Excerpts from a pointing dataset:
——
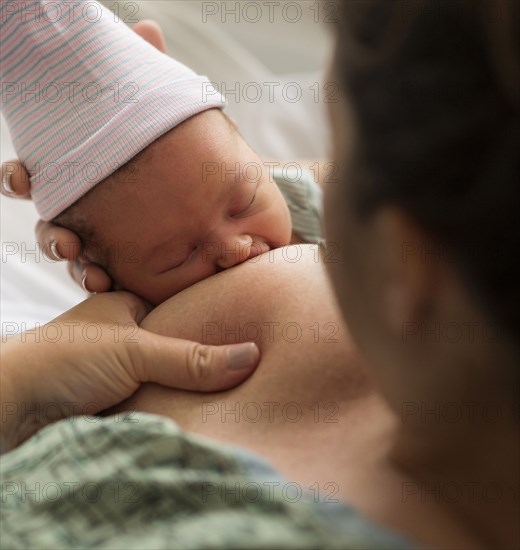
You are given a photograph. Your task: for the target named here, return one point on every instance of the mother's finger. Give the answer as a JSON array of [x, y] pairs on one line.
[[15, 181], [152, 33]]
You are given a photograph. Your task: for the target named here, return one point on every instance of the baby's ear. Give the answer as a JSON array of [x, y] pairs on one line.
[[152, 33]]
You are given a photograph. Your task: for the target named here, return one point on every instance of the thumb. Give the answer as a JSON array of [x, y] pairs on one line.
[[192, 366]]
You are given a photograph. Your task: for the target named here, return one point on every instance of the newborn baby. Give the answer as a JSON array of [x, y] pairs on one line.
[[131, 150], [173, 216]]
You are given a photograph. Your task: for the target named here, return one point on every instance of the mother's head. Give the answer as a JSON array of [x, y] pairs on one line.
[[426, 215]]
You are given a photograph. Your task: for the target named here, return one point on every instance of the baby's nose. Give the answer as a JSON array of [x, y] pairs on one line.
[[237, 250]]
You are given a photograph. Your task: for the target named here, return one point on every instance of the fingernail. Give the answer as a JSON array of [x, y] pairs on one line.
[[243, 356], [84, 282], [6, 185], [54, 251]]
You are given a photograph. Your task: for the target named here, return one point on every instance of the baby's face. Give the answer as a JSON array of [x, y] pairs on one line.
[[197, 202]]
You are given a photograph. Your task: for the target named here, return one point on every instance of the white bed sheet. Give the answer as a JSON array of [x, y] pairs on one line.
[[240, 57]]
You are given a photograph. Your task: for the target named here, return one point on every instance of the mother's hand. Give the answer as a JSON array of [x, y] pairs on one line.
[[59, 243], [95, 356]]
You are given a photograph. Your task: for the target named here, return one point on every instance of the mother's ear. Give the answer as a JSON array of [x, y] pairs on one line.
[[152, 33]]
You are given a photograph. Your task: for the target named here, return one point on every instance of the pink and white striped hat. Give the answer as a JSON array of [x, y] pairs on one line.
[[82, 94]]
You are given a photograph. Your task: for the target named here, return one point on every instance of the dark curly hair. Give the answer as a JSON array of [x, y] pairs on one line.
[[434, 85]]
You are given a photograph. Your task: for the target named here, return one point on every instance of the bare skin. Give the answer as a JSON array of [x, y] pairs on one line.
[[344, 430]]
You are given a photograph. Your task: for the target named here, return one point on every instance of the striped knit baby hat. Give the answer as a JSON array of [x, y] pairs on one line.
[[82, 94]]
——
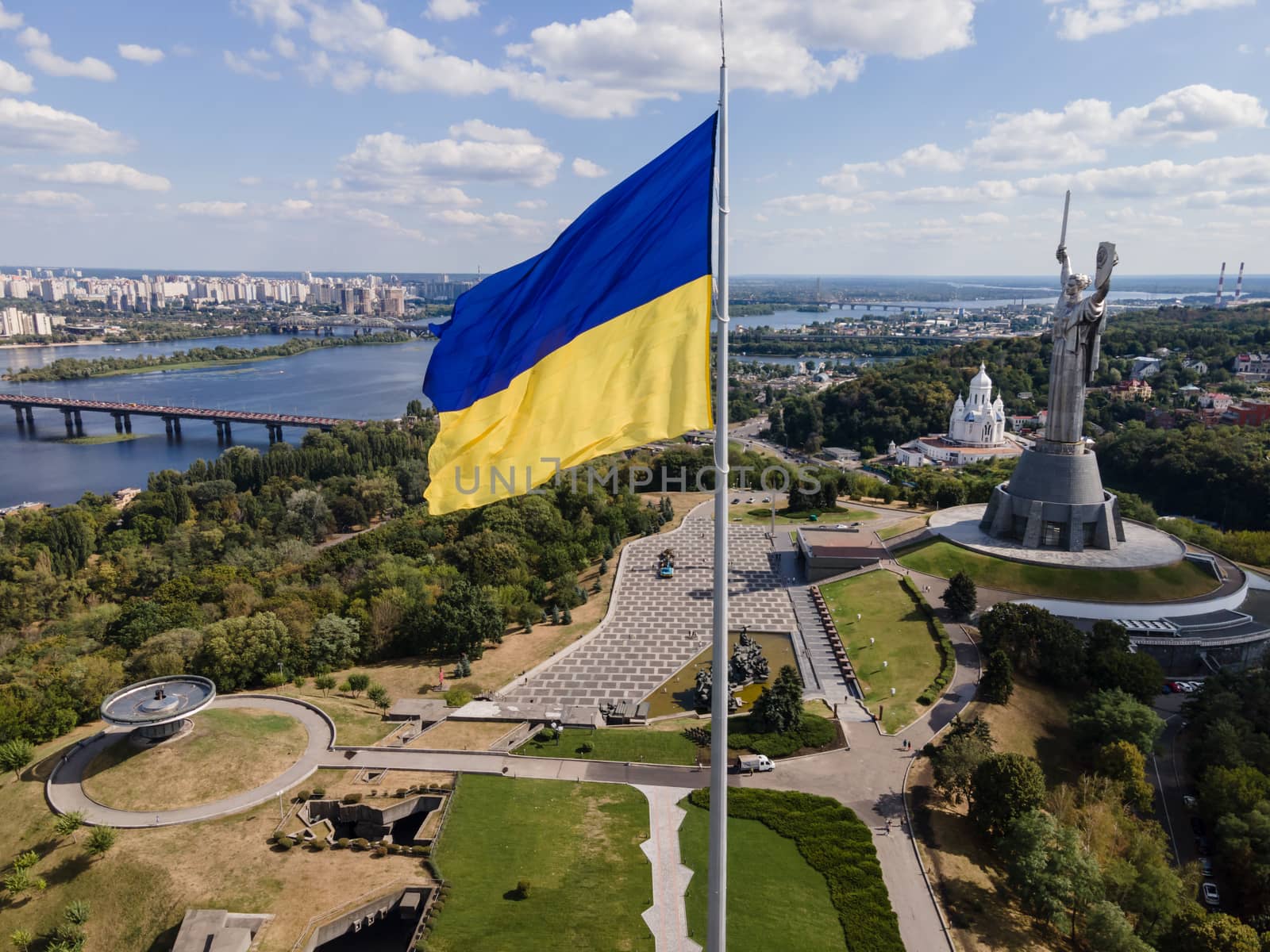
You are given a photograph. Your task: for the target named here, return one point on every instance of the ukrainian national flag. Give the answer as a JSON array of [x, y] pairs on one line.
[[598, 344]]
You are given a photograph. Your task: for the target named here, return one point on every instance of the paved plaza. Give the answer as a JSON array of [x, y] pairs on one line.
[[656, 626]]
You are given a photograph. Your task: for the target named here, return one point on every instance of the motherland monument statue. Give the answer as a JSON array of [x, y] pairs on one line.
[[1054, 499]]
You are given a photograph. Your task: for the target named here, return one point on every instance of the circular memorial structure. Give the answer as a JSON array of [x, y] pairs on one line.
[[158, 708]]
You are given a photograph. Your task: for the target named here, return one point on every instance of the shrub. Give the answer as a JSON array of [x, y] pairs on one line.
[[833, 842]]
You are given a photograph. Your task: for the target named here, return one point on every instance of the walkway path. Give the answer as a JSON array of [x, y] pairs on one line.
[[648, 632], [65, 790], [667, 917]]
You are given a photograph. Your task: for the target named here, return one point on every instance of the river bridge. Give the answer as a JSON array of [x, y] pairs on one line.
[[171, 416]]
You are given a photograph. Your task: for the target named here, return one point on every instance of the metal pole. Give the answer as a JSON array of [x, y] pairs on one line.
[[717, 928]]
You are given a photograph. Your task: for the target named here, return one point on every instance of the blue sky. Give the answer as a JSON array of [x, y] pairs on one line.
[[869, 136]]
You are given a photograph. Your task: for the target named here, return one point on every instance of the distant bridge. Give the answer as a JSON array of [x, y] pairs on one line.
——
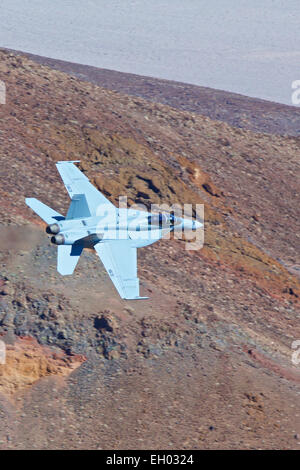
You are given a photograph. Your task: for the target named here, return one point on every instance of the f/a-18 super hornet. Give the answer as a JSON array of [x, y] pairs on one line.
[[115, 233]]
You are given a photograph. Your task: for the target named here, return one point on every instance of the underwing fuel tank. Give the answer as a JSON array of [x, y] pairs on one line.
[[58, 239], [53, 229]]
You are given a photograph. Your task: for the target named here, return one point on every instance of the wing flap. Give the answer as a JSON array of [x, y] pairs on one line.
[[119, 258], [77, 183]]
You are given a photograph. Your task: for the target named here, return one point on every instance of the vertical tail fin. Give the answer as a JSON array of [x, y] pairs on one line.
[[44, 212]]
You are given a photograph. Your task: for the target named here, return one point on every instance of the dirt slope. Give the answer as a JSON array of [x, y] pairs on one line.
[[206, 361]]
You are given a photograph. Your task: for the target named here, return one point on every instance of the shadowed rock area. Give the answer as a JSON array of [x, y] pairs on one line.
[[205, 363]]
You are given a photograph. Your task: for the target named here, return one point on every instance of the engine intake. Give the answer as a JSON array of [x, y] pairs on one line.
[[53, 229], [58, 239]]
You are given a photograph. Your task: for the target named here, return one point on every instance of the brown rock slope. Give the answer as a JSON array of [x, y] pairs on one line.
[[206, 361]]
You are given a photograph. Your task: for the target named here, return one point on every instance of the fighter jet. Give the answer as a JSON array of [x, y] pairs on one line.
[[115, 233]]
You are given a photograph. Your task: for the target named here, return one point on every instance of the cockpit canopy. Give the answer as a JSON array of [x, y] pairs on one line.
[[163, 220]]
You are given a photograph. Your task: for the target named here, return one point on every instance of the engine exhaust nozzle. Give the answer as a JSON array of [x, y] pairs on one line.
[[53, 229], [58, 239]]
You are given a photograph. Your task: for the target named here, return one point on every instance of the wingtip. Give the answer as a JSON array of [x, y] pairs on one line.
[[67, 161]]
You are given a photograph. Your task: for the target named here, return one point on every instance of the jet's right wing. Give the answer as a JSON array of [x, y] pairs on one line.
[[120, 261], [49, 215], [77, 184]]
——
INSTRUCTION: Write out the stretch from the line containing "the mother's head." through the line containing "[[240, 57]]" again, switching "white bed sheet" to "gray bed sheet" and leaving all else unchanged.

OUTPUT FOR THIS TASK:
You are given a photograph. Your task: for the target named here, return one point on every instance of the mother's head. Give the answer as a JSON array of [x, y] pairs on one line.
[[426, 215]]
You are given a photograph. Your task: for the target named here, return one point on every instance of the baby's nose. Give the answer as a JSON array of [x, y] pairs on one line.
[[237, 250]]
You are given a photograph. Your task: for the target named here, return one point on every instance of the fingernail. Give the answer as a JSON array of [x, y] pairs on one line.
[[243, 356], [84, 282], [6, 185], [54, 251]]
You are given a photograph. Your task: for the target named here, return one point on every instance of the baby's face. Give the answer as a JSON array of [x, y] pairs on one line.
[[197, 202]]
You are given a photograph. Your task: for the target named here, return one point on every instance of the gray bed sheet. Give the answer as a JSON array of [x, y] pairs on one line.
[[240, 57]]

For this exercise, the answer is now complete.